● **Work to complete**
Each record must be copied in full and unchanged; any image it holds is excluded.

● **Supplied records**
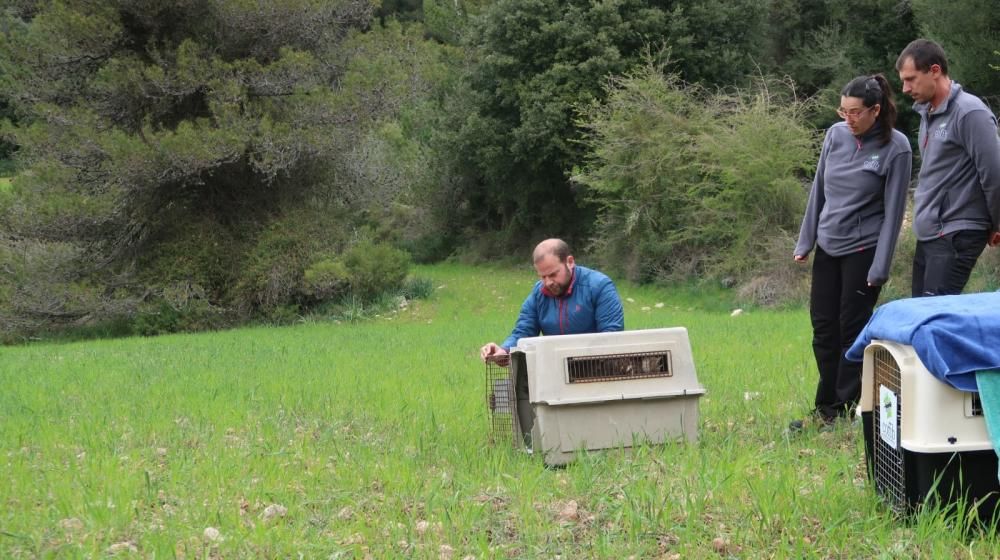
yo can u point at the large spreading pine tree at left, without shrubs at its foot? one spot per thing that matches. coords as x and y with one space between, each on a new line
139 115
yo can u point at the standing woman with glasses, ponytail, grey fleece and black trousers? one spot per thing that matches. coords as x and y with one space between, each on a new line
852 220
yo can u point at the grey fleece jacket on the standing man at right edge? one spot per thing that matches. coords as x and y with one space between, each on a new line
959 184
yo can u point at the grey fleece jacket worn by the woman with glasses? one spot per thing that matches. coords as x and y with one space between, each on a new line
858 197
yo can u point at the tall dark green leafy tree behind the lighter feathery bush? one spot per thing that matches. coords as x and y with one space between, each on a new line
536 61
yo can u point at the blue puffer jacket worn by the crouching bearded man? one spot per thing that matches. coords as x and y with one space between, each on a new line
590 304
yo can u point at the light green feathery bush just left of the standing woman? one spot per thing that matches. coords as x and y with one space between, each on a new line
693 183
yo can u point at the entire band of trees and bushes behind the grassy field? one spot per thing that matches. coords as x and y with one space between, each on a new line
193 163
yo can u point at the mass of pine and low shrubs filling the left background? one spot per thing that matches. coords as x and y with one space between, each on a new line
203 156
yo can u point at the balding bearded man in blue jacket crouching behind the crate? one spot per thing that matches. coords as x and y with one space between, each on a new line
567 299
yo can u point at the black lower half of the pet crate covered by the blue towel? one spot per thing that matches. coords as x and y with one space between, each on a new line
941 477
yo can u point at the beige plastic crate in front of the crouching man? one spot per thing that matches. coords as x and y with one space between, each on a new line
608 390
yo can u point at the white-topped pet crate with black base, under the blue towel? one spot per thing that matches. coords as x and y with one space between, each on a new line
923 437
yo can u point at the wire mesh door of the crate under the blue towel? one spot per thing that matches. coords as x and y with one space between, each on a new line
888 458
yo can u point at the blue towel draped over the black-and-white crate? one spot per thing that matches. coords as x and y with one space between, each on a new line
954 336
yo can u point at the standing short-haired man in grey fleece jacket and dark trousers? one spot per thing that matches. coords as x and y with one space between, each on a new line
957 201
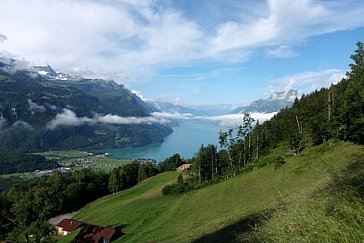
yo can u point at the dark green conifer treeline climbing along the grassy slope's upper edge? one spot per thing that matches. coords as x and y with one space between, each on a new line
330 113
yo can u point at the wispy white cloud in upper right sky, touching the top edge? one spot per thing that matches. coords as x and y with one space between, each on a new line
285 21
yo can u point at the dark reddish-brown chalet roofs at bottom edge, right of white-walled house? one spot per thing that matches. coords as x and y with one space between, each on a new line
96 234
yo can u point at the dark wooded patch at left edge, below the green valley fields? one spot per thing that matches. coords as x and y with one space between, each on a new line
19 162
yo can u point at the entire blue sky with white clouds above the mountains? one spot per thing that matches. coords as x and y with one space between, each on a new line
189 52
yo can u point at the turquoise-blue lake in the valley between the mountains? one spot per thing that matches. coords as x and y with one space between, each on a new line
185 140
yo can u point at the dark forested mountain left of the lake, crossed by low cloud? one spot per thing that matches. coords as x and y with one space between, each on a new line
41 109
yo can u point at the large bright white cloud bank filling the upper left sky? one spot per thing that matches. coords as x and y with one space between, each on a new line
71 34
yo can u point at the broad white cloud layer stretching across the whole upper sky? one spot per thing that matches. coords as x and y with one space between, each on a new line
132 38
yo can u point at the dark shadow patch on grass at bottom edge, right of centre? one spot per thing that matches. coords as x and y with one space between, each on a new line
241 231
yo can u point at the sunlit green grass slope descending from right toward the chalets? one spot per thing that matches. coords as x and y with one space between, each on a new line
224 209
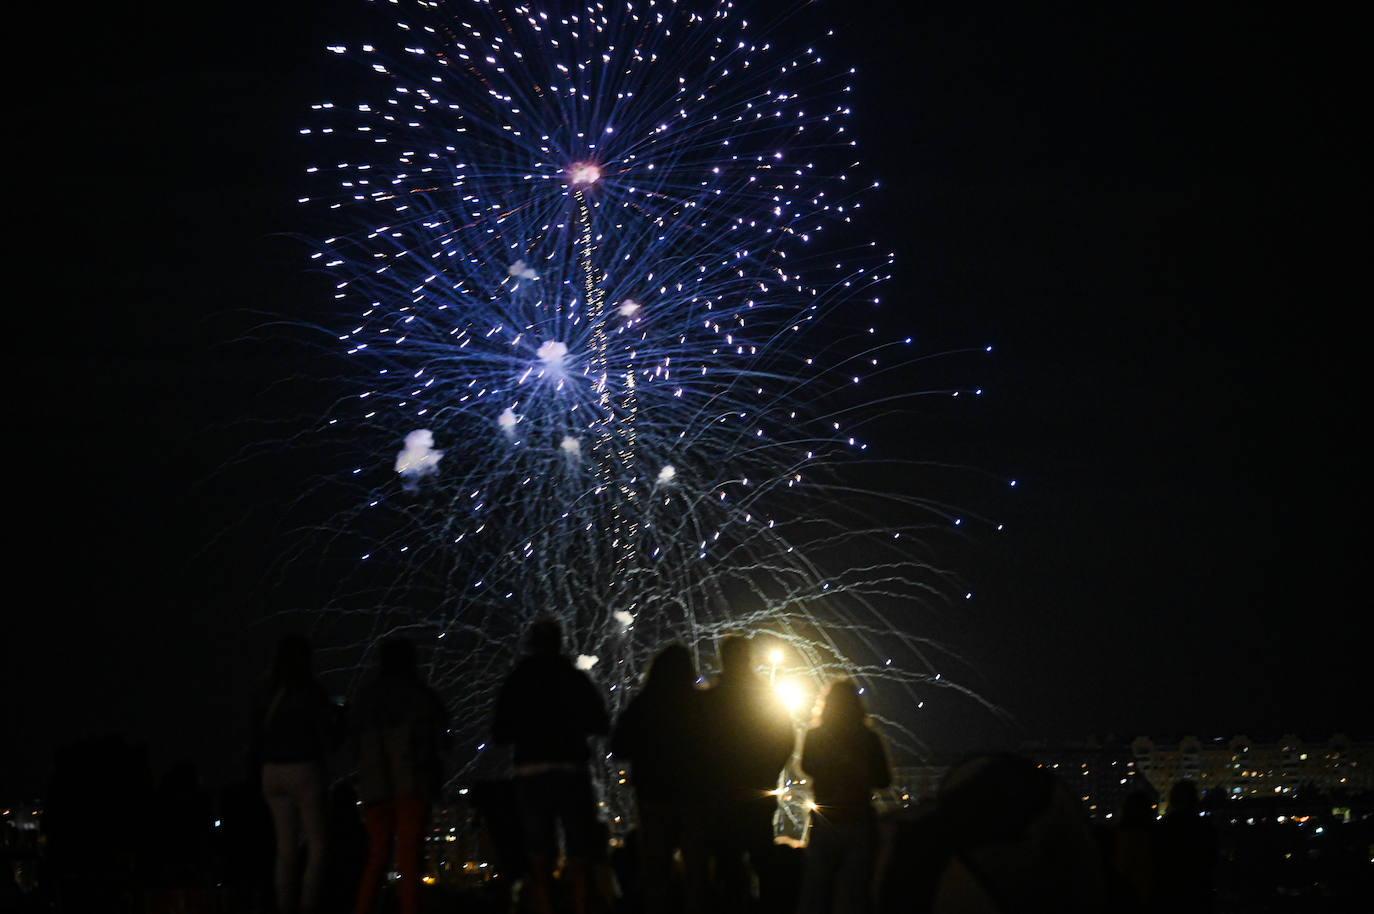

● **Answer box**
yo can u point at the large spreading pine tree at left, without shrubs at its foot? one spot per thing that matches. coords as x and y with one space between, each on a new line
139 115
yo can u point at the standing woman with glasses, ponytail, grey fleece and black trousers? one spot per thing that matches. coords as x and y with one space between, each on a new line
852 220
yo can u point at the grey fleece jacket on the standing man at right edge? one spot per thing that matches. coords as x and y with one space between, each on a new line
959 184
yo can u point at the grey fleece jacket worn by the woman with glasses? one spot per thing that matches. coords as x and y with one space between, each on a new line
858 197
yo can u point at the tall dark green leafy tree behind the lighter feathery bush? one spot per thing that matches. coords as x and y with one space between, each on a new line
536 61
yo can u point at the blue puffer jacket worn by the crouching bearded man? one spot per thing that matches. coords as x and y with one space between, each on a new line
590 304
yo can u point at the light green feathery bush just left of the standing woman? one spot per thing that matches. coords as x and y with one space between, each on a new line
693 183
yo can u point at the entire band of trees and bushes behind the grassy field? one spot per thing that matches. coords as x and y with one space between, each on a new line
193 163
yo can u point at the mass of pine and low shrubs filling the left background? one spot per thing that matches. coords as x and y with one space between, each on a new line
203 156
yo can u point at the balding bearded man in blue jacket crouching behind the crate? one spot per thing that matches. coords as x and y with one space between, each on a new line
567 299
yo can u point at the black lower half of the pet crate covered by the blue towel? one spot per thing that matches. coords as x and y with one space between, each on a new line
941 477
yo can u point at the beige plastic crate in front of the crouching man? one spot per thing that matches. coords as x and y with one space between, each on a new line
608 390
yo can u point at the white-topped pet crate with black base, under the blue towel? one spot per thing that matches. coords as x and y with one space between, each on a new line
923 437
yo can u point at the wire mesh door of the crate under the blue towel? one spot per thing that matches. coords as x and y with one space between, each on a new line
888 458
yo can u point at the blue towel draped over the black-and-white crate? one spot per thing that matches. coords as x and y with one space between, each on a new line
954 336
yo can u point at the standing short-haired man in grey fleece jacket and dark trousers? one spot per thing that matches. coords as x and y with one space between, each on a new line
957 201
yo can u point at the dark green conifer treeline climbing along the grassy slope's upper edge? one spot per thing that matches. coords as x and y with one space between, each on a new line
330 113
yo can u point at the wispy white cloud in upper right sky, touching the top edge? one spot per thing that matches. coords as x and y with one space between, each on a new line
285 21
yo can u point at the dark reddish-brown chalet roofs at bottom edge, right of white-walled house? one spot per thing that matches. coords as x and y with one space between, each on a new line
96 234
yo can u point at the dark wooded patch at left edge, below the green valley fields? one spot per thing that matches. coords as x and y with one space between, each on a new line
19 162
yo can u point at the entire blue sky with white clouds above the mountains? one spot per thing that matches. coords as x and y with one space between, each on a new line
189 52
yo can u point at the turquoise-blue lake in the valley between the mountains? one spot per thing that matches. coords as x and y with one space between, each on a new line
185 140
yo can u point at the dark forested mountain left of the lake, crossed by low cloud? one spot per thing that matches. coords as x and y with one space between, each on a new line
41 109
yo can u point at the large bright white cloud bank filling the upper left sky? one spot per thing that matches. coords as x and y with one space between, each on a new line
71 34
yo can u point at the broad white cloud layer stretching across the whole upper sky? one spot per thing that matches. coords as x and y with one space between, each on a new line
132 38
yo can u point at the dark shadow patch on grass at bottom edge, right of centre? one spot per thing that matches. coords as x and y with one space between, each on a new line
241 231
yo can u point at the sunlit green grass slope descending from right toward the chalets? one spot per thing that matches. coords as x and y with one space between, each on a new line
224 209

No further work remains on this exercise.